** START PAGE EXTRACT **

❯ /deploy — six targets
Pick where it runs.
Library inference needs no GPU. Library training needs a GPU once per skill. Six deployment targets — pick the one that matches the scenario.
vast.ai
cheapest$0.08–$0.15 / hr· Cost-sensitive benchmarks, ad-hoc GPU rentals
./packaging/scripts/vast_run.sh tests ./packaging/scripts/vast_run.sh bench3 ./packaging/scripts/vast_run.sh humaneval Qwen/Qwen3.5-1.5B lib.json
The April 18, 2026 verification run: $0.16 total cost.
Modal
zero ops$0.60–$3.75 / hr· CI jobs, serverless-style fire-and-forget
pip install modal && modal setup modal run packaging/modal_run.py::run_bench3 modal run packaging/modal_run.py::run_humaneval --model X --library Y
RunPod
spot pricing$0.20–$1.60 / hr· Long training sweeps, enterprise support
Provision a pod, SSH in, run the standard scripts:
git clone <mirror>/nCPU pip install torch transformers datasets pytest pytest tests/self_optimizing/ -q
Local Apple Silicon
free$0· Day-to-day development, MPS profiling
python3 -m pytest tests/self_optimizing/ -q python3 -m demos.npcot_scale_practicality python3 -m benchmarks.benchmark_npcot_library --device mps
Serverless
library inference only$0 (cold) → tiny· Production API, GPU-free autoscaling
The 475 KB standalone binary ships as a Lambda custom runtime. Cold start ~1 ms, warm consult ~4 ns.
Browser (WASM)
client-side$0· Private-by-default inference, offline tools
import init, { NpcotRuntime } from './npcot_wasm.js'
await init()
const lib = await fetch('/library.json').then(r => r.text())
const rt = new NpcotRuntime(lib)
rt.consult(hidden, array, length)The 130 KB WASM binary loads faster than most page analytics scripts. It powers the live demo on this site.
Decision matrix
| Scenario | Pick |
|---|---|
| Day-to-day Mac dev | Local Apple Silicon |
| One-off benchmark, tight budget | vast.ai |
| CI / automated GPU validation | Modal |
| Long training sweep | RunPod |
| Production library-inference API | Serverless |
| Ship to end users' browsers | WASM |

** END PAGE EXTRACT **

* WHAT YOU NEED TO DO:
- 1) Answer these from the deployment page:
(a) What was the total cost of the April 18, 2026 verification run?
(b) How large is the standalone binary shipped as a Lambda custom runtime?
(c) Which target does the decision matrix pick for a long training sweep?
- 2) Turn the paragraph of the deployment page that begins "Library inference needs no GPU" into a short bulleted list that keeps its main facts.
- 3) Write out the section of the deployment page starting with "client-side$0· Private-by-default inference, offline" and going on through "rt = new NpcotRuntime(lib)", unchanged.
The rows after this point play no part in the work.

** START GIVEN DATA **

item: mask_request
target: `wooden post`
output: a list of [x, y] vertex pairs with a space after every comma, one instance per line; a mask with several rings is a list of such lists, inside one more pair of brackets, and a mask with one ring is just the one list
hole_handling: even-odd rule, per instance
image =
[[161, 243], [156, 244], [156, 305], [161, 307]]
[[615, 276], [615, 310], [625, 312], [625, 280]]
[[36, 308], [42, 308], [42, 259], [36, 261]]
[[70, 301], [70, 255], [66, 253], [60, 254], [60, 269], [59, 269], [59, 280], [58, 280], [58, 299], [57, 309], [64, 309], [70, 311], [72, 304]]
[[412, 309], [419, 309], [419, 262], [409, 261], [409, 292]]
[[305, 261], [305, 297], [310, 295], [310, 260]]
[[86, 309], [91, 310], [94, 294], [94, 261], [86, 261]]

** END GIVEN DATA **
** START GIVEN DATA **

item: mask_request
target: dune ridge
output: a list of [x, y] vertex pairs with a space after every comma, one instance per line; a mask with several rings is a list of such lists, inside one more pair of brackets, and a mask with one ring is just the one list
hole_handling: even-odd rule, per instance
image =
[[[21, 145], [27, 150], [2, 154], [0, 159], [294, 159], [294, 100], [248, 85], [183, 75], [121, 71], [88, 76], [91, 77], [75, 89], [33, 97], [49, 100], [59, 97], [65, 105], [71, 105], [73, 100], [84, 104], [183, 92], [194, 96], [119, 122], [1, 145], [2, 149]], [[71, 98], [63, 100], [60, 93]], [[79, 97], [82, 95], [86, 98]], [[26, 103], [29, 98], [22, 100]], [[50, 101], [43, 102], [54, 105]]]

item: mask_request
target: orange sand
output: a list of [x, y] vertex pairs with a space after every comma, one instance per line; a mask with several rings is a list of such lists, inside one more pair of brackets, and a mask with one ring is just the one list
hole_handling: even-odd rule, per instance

** END GIVEN DATA **

* WRITTEN RESPONSES:
- 1)
(a) $0.16
(b) 475 KB
(c) RunPod

- 2)
- Library inference requires no GPU.
- Library training requires a GPU once per skill.
- There are six deployment targets; choose the one that fits the scenario.

- 3)
client-side$0· Private-by-default inference, offline tools
import init, { NpcotRuntime } from './npcot_wasm.js'
await init()
const lib = await fetch('/library.json').then(r => r.text())
const rt = new NpcotRuntime(lib)